**Dataset entries:**

%%

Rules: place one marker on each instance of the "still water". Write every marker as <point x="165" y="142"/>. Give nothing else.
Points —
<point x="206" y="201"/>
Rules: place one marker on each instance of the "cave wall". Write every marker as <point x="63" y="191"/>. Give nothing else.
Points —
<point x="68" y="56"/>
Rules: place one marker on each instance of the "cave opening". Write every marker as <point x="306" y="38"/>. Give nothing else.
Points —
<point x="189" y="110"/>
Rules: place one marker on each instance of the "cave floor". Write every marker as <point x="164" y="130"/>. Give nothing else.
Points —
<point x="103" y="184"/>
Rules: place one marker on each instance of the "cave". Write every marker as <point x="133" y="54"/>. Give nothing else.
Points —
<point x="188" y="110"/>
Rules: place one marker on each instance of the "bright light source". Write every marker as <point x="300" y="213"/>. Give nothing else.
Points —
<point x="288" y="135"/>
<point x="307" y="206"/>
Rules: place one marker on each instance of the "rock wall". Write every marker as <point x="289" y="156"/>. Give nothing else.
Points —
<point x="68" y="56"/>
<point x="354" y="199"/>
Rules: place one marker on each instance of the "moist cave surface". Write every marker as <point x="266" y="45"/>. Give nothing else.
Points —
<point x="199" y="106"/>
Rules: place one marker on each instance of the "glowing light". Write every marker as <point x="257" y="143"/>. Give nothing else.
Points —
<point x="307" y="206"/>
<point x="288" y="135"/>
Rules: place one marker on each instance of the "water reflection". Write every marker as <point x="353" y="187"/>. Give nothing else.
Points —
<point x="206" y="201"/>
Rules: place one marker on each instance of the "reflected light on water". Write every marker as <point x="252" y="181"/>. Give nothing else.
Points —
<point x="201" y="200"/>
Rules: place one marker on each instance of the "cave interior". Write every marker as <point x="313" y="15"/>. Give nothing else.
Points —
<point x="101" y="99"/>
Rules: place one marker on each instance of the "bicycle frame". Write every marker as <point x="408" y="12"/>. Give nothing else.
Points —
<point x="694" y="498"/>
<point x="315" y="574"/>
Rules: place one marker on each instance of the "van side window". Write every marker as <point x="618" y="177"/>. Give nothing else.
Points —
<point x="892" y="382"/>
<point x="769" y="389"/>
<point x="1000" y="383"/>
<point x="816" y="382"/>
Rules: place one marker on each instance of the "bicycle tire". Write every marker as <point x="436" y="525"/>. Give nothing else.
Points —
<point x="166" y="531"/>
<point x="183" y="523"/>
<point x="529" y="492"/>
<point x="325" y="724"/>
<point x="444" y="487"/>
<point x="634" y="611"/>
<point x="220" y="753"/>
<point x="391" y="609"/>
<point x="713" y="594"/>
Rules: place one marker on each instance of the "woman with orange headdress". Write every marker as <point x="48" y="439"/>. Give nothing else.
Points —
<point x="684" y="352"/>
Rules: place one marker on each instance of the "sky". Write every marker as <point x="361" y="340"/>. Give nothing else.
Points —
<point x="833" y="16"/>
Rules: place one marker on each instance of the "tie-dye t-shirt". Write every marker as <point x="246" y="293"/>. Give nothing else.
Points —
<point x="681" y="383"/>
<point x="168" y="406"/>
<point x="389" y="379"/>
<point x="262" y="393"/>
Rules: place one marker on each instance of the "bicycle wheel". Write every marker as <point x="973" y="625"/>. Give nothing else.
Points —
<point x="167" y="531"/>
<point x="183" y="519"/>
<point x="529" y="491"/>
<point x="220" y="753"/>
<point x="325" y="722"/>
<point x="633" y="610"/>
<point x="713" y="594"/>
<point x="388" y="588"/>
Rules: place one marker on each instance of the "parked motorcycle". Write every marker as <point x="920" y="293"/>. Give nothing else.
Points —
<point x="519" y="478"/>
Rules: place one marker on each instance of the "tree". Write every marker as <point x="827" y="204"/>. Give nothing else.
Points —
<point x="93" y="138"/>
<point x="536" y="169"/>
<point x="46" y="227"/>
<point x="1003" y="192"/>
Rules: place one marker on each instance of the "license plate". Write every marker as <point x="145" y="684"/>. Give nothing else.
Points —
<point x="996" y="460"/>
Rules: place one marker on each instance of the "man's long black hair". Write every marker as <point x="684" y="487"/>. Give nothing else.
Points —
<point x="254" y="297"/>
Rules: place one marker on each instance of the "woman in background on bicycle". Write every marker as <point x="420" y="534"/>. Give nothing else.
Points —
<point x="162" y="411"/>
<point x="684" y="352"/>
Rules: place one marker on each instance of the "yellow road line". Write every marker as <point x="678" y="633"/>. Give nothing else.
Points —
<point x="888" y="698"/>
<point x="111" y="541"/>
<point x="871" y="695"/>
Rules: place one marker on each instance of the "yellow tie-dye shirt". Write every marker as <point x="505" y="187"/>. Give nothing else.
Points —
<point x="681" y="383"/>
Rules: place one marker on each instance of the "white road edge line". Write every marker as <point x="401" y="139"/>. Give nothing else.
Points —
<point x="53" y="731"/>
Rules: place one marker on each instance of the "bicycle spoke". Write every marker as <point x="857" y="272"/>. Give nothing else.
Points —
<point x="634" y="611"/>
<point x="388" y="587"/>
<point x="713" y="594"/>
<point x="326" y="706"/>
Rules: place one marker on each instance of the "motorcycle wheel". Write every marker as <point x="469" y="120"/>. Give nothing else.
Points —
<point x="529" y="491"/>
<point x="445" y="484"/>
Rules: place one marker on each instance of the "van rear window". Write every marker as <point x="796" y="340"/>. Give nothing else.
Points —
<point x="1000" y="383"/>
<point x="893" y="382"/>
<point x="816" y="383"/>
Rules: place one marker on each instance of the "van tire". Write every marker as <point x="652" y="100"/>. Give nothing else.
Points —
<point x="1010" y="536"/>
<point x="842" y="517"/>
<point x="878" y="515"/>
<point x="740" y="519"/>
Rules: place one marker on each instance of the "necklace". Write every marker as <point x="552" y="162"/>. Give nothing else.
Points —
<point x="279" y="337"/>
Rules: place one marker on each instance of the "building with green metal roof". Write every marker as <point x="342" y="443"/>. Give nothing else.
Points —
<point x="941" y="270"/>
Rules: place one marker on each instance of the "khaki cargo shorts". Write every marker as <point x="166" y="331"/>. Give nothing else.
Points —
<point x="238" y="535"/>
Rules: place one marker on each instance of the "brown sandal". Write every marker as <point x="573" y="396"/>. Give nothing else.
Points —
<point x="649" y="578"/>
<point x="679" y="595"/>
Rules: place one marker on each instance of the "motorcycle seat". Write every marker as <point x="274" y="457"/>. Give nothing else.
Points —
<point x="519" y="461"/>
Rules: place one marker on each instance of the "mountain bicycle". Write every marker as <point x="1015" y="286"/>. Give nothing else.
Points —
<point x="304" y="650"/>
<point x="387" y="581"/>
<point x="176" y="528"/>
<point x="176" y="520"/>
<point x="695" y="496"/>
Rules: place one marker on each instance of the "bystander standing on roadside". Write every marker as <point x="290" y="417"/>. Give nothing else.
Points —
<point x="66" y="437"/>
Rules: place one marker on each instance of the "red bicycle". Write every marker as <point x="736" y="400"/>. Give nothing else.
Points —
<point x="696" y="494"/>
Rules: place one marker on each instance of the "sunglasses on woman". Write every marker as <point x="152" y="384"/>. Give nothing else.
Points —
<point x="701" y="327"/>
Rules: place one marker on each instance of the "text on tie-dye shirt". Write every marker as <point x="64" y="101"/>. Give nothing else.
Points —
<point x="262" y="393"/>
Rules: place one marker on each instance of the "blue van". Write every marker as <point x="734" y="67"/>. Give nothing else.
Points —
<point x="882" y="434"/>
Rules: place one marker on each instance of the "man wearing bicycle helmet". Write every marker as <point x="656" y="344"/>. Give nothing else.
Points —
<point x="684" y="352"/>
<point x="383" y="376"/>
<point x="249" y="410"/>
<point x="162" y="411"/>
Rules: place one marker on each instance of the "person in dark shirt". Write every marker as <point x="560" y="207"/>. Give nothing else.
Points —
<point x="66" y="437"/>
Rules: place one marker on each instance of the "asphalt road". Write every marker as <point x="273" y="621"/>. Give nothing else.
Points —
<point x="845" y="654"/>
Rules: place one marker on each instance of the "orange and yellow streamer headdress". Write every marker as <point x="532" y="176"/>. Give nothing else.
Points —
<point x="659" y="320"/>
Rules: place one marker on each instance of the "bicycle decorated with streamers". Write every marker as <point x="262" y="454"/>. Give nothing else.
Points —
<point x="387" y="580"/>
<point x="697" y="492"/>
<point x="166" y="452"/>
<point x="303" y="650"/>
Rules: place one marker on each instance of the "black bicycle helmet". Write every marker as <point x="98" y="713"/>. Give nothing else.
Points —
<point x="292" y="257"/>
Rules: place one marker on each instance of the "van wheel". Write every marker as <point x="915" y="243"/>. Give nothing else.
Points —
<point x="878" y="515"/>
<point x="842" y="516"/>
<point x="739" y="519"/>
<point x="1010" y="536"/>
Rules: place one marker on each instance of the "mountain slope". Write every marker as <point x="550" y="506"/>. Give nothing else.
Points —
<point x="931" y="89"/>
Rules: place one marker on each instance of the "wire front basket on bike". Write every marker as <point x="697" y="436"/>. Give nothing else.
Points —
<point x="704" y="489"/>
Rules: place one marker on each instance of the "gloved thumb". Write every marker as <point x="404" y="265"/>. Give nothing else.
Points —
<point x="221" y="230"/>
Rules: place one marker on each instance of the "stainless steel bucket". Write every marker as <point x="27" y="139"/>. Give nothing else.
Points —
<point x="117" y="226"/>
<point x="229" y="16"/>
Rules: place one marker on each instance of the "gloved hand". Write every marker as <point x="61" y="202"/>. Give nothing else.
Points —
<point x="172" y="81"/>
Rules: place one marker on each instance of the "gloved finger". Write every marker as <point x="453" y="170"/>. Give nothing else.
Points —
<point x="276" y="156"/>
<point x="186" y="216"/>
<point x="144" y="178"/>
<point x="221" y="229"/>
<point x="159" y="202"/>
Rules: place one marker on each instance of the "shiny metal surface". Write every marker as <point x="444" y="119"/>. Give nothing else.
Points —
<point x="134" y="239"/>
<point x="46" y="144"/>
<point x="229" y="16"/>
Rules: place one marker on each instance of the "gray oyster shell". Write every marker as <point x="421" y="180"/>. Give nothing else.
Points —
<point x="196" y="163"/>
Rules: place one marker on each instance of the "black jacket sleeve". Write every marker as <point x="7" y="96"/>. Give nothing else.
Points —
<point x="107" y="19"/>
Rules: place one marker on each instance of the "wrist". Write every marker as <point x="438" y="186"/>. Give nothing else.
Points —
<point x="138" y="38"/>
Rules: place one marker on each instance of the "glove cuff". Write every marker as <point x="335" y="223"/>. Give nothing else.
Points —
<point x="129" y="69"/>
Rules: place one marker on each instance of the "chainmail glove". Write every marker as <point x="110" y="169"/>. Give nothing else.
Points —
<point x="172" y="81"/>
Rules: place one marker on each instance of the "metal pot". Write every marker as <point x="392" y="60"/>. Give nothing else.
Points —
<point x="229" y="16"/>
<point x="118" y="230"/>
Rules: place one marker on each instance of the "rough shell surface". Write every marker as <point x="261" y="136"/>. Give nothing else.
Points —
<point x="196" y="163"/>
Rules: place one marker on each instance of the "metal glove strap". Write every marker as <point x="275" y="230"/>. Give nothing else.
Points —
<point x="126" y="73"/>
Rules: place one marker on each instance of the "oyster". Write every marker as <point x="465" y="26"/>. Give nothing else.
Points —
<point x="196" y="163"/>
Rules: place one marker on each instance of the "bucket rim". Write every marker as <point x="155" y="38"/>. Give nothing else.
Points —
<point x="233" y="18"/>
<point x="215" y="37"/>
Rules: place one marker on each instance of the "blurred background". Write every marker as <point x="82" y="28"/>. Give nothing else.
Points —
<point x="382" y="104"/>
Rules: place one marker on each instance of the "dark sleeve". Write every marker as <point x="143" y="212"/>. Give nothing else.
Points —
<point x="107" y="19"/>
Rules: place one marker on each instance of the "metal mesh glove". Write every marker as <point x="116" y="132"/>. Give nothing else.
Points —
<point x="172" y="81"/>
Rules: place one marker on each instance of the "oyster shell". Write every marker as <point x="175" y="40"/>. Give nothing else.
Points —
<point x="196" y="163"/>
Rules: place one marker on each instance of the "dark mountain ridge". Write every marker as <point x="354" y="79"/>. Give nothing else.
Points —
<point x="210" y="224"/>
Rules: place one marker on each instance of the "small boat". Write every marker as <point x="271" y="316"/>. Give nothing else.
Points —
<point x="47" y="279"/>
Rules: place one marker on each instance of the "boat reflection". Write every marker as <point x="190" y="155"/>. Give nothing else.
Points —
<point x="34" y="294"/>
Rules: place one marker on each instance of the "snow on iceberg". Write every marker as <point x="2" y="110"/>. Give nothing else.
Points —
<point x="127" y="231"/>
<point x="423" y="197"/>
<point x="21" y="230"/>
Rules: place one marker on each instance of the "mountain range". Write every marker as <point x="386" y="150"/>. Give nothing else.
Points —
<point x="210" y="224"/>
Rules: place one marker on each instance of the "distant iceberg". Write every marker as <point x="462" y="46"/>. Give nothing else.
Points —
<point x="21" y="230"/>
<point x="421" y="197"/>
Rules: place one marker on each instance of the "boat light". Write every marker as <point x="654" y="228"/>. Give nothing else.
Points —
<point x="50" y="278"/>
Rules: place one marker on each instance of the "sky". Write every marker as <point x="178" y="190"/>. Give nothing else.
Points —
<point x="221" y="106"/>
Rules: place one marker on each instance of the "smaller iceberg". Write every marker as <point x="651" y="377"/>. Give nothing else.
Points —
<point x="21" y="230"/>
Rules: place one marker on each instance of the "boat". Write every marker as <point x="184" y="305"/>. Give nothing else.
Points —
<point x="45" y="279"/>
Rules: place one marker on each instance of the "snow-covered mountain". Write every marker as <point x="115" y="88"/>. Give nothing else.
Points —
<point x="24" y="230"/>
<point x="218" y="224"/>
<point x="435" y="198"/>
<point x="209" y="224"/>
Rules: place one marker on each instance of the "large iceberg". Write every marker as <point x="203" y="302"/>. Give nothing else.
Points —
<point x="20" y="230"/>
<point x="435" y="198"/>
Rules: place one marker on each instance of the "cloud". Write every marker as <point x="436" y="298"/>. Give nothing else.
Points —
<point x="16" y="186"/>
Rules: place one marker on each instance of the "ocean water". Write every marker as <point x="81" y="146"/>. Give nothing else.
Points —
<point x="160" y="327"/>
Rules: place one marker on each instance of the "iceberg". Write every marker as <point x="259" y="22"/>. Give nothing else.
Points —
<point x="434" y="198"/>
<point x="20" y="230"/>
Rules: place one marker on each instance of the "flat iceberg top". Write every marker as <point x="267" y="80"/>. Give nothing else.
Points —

%%

**Your goal:** Scan the data above and copy each line containing the word "background".

**Problem solution:**
Rules: place one marker on each instance of the "woman in background on bicycle". Write every marker as <point x="420" y="534"/>. Give nothing else.
Rules: place one marker on each instance of the "blurred background". Write every marker as <point x="82" y="28"/>. Give nothing else.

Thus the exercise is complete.